-------- Extrait à lire
Un ivoire de Claude Beissonat – Gazette Drouot
Gazette Drouot n°11
15 mars 2024
Par Christophe Provot
D’une virtuosité technique incomparable, cet objet de dévotion réservé à un personnage de haut rang est l’œuvre d’un maître ivoirier d’exception, encore mal connu.
Emportée par une cohorte d’angelots émergeant des nuées, la Vierge s’élève vers les cieux. L’élan ascensionnel est accentué par le mouvement complexe des drapés dont les plis s’inscrivent dans l’ivoire avec une vraie maestria. La finesse d’exécution associée à la préciosité du matériau en font un objet de grand prix, que seuls les plus aisés pouvaient s’offrir. Issue d’une collection privée lyonnaise, cette Immaculée Conception appartenait auparavant aux comtes de Miribel, famille de la noblesse iséroise dont les racines remontent au moins au XIVe siècle. Le château de Vors, dans la vallée du Grésivaudan, est leur demeure ancestrale et fut l’écrin de la sculpture jusqu’à sa vente directe à son dernier propriétaire, dans les années 1990. Bien qu’incomplète aujourd’hui, puisqu’il lui manque son auréole métallique et les anges voletant en partie supérieure, l’œuvre n’en demeure pas moins spectaculaire. Il fallait un talent certain à son auteur pour rendre aussi palpable ce moment suspendu. Ainsi, fier à juste titre de son œuvre, celui-ci l’a signée et localisée sur la base « CLA.BEISSONAT.F.NEA » : soit Claudius Beissonat Fecit Neapolis, « Claudius Beissonat l’a fait à Naples ». On ne sait presque rien de cet artiste. Tout au plus pense-t-on qu’il serait originaire de Franche- Comté et plus probablement de Saint-Claude dans le Jura, l’autre grand foyer avec Dieppe de l’ivoirerie française. Il se serait aussi rendu en Espagne vers 1664 avant de s’installer à Naples. Si les spécialistes s’accordent à souligner que Beissonat a su pleinement transposer les leçons de l’Algarde (1595/98- 1654) dans ses œuvres sculptées, on peut aussi y voir des points communs avec les productions de Pierre Simon Jaillot (1631- 1681), lui aussi sculpteur franc-comtois, plus particulièrement concernant les crucifix. Inédite, cette Immaculée Conception n’est pas un cas unique dans l’œuvre de Claude Beissonat, trois autres étant connues.
----------------
-------- Données disponibles
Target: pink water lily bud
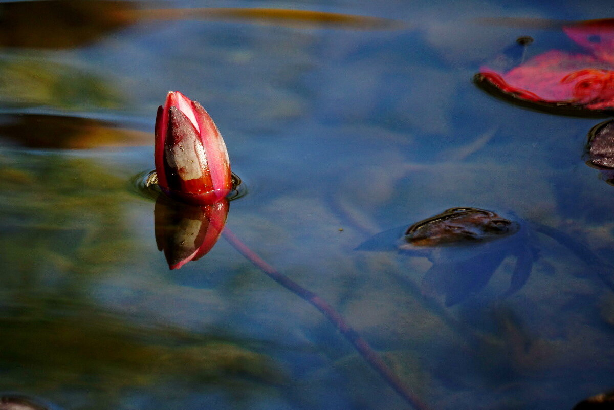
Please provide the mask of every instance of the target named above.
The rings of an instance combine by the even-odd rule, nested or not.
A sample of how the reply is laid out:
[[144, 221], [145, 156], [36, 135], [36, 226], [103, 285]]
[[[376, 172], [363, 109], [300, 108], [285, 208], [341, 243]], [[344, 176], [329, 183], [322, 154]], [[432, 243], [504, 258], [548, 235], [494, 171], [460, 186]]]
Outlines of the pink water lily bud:
[[200, 104], [179, 91], [169, 92], [158, 109], [154, 157], [160, 187], [173, 198], [206, 205], [232, 190], [220, 131]]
----------------
Ce que vous ferez.
[1] Recopiez le passage de l'article sur l'ivoire de Claude Beissonat depuis « Un ivoire de » jusqu'à « encore mal connu. » inclus.
[2] Nommez tous les artistes mentionnés dans l'article sur l'ivoire de Claude Beissonat.
[3] D'après l'article sur l'ivoire de Claude Beissonat, dans quelle vallée se trouve le château de Vors ?

Réponses dans l'ordre.
[1]
Un ivoire de Claude Beissonat – Gazette Drouot
Gazette Drouot n°11
15 mars 2024
Par Christophe Provot
D’une virtuosité technique incomparable, cet objet de dévotion réservé à un personnage de haut rang est l’œuvre d’un maître ivoirier d’exception, encore mal connu.

[2] Claude Beissonat, l'Algarde, Pierre Simon Jaillot

[3] Dans la vallée du Grésivaudan.